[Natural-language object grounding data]
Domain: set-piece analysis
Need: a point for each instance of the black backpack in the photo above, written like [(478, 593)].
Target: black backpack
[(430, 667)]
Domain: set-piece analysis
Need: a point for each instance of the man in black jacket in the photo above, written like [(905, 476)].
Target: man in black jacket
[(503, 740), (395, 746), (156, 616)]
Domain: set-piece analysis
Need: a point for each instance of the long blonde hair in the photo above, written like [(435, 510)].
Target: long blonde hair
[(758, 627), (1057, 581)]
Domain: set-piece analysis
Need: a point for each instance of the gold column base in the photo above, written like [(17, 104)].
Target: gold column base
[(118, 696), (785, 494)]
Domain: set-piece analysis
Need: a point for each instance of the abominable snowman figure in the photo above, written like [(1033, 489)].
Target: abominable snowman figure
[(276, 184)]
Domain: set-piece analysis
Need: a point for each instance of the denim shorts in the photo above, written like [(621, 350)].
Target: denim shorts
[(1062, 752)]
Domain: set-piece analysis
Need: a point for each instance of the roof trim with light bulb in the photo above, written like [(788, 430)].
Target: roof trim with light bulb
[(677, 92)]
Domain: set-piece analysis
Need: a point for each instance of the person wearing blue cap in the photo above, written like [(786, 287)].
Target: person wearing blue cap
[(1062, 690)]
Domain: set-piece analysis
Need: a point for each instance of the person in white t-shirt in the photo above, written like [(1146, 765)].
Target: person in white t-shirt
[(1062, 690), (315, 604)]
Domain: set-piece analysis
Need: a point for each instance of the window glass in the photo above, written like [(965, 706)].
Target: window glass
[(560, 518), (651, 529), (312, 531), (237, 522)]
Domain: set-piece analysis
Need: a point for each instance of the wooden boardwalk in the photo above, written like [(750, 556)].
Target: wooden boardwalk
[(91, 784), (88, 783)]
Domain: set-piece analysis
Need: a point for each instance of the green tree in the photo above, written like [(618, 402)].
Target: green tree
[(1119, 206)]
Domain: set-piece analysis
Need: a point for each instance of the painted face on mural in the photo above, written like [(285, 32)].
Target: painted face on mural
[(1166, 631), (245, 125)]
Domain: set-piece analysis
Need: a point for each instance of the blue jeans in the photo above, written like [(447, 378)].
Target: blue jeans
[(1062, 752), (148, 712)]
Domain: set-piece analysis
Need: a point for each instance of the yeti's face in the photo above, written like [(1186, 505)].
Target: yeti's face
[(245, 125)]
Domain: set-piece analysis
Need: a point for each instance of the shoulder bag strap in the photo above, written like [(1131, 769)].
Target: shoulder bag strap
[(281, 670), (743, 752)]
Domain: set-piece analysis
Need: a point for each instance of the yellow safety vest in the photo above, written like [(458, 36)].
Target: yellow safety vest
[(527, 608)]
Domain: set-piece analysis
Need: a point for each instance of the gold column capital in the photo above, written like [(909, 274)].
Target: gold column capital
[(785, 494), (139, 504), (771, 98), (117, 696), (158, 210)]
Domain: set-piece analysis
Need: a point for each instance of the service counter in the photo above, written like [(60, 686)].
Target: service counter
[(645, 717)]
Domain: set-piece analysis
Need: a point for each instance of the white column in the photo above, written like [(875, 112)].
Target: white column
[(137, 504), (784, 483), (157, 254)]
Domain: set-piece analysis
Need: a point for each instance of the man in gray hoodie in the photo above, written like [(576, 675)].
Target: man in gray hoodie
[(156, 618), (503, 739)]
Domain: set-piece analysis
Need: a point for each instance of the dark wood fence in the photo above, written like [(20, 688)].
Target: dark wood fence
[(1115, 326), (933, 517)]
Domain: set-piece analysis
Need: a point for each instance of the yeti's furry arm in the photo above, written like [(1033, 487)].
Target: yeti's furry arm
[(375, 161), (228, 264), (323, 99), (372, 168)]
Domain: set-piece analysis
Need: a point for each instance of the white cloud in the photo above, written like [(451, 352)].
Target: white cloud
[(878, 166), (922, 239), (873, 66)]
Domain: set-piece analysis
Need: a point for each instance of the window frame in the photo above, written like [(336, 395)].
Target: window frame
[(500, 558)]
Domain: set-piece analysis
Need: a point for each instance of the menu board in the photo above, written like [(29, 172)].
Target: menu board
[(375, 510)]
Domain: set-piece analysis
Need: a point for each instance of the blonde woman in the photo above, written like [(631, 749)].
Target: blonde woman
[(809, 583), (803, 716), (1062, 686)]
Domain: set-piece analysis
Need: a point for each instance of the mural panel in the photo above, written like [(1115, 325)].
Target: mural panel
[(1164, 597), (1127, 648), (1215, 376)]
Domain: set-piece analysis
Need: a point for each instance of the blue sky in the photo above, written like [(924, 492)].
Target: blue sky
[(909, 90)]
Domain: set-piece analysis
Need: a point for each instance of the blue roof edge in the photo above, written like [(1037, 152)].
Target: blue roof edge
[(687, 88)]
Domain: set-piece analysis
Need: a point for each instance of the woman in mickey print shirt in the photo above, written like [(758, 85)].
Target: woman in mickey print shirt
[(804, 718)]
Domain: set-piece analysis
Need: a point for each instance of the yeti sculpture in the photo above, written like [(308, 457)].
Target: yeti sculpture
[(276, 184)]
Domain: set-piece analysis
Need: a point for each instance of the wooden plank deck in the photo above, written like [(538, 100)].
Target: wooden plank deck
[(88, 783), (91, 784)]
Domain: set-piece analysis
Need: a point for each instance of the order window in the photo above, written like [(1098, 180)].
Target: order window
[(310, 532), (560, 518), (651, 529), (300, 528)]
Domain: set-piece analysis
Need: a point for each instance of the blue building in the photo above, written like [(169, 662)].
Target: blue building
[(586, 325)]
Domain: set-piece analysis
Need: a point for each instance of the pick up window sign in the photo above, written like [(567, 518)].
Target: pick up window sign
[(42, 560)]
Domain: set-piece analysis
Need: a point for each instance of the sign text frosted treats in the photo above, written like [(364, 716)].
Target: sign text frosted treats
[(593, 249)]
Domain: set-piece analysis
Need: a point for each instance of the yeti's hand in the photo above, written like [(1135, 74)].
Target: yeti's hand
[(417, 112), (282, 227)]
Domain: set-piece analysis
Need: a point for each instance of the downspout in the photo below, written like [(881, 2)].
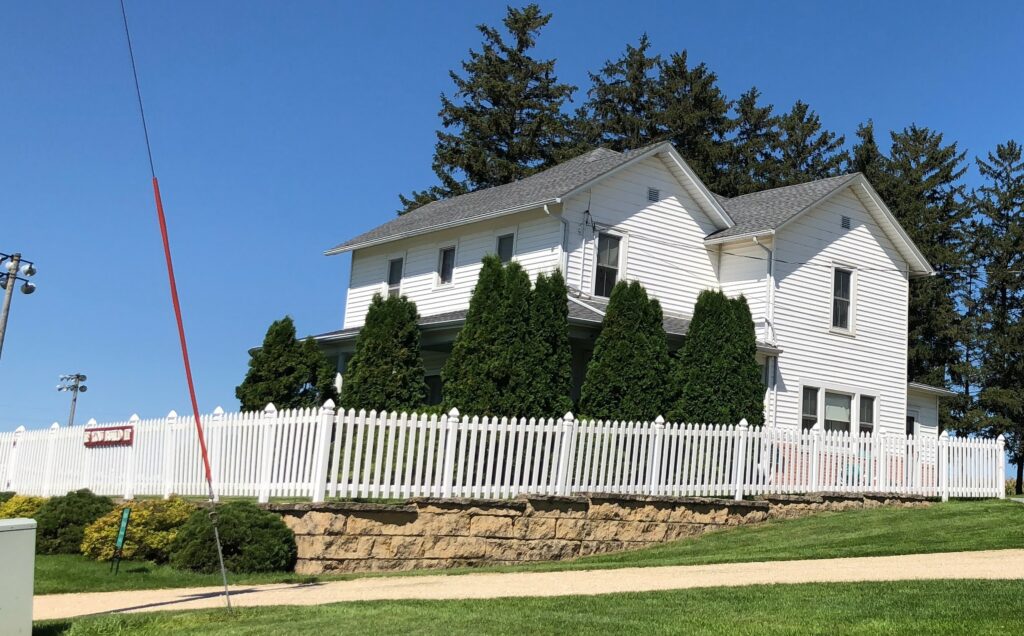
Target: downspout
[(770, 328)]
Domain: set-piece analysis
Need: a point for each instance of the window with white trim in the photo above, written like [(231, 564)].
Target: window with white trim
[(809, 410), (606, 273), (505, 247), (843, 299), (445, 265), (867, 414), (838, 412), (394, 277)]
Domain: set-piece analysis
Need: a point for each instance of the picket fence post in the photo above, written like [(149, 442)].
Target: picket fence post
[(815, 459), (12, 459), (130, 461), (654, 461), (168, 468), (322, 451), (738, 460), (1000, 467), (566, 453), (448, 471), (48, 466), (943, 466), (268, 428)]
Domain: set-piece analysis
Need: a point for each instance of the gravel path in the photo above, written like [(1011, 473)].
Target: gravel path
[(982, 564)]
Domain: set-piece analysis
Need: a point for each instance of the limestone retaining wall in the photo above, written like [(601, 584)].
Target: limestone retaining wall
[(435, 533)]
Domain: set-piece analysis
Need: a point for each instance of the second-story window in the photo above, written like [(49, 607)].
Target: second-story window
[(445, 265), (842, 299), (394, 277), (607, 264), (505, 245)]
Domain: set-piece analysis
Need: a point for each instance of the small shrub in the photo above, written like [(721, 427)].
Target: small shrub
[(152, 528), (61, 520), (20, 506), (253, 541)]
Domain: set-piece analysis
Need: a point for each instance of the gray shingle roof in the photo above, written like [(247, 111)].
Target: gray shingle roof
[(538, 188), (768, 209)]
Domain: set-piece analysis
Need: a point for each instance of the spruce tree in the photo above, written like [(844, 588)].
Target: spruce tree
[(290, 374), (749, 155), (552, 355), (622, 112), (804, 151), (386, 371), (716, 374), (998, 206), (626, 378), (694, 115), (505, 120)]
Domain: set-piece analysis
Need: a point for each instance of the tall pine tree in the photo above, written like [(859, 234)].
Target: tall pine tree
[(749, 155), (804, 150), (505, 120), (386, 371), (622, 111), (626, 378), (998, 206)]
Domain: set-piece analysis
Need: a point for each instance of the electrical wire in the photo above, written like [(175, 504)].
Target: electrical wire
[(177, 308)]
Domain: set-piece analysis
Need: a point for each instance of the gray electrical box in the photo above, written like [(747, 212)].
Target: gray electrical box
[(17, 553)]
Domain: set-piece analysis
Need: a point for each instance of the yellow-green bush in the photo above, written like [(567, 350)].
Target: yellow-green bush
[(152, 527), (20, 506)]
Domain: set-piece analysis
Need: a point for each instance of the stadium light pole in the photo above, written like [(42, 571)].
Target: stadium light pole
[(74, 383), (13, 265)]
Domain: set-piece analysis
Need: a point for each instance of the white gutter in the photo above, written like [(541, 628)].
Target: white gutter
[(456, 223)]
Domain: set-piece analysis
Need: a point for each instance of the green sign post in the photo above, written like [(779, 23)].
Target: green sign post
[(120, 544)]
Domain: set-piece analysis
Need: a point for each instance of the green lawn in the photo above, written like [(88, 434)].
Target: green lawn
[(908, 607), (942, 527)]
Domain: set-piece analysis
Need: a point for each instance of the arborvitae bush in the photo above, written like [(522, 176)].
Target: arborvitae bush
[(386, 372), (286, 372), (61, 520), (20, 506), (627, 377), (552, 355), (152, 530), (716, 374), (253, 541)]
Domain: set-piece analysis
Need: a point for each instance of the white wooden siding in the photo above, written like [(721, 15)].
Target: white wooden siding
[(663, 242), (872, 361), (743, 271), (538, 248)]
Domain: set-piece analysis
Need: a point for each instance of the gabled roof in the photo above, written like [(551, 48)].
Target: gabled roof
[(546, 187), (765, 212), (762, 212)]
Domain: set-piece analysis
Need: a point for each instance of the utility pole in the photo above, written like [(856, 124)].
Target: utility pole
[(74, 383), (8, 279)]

# [YOUR GOAL]
Return the entries above unchanged, starting at the first line and stopping after the line with "Need: a point for each instance of the gold column base".

# [FINAL ANSWER]
Domain: set-piece analysis
Need: a point for each instance of the black backpack in the photo above, written like [(478, 593)].
Target: black backpack
[(430, 667)]
Domain: set-piece analysis
Need: a point for each instance of the man in black jacket in the photo above, written like [(905, 476)].
Target: man in black jacket
[(503, 740), (395, 746), (156, 616)]
Domain: set-piece analysis
Need: a point for each instance of the long blonde hair in the photo above, written like [(435, 510)].
Target: long blonde hair
[(758, 627), (1057, 581)]
Domain: set-piece analysis
Need: a point for each instance of the gold column base in the photo above, written like [(17, 104)].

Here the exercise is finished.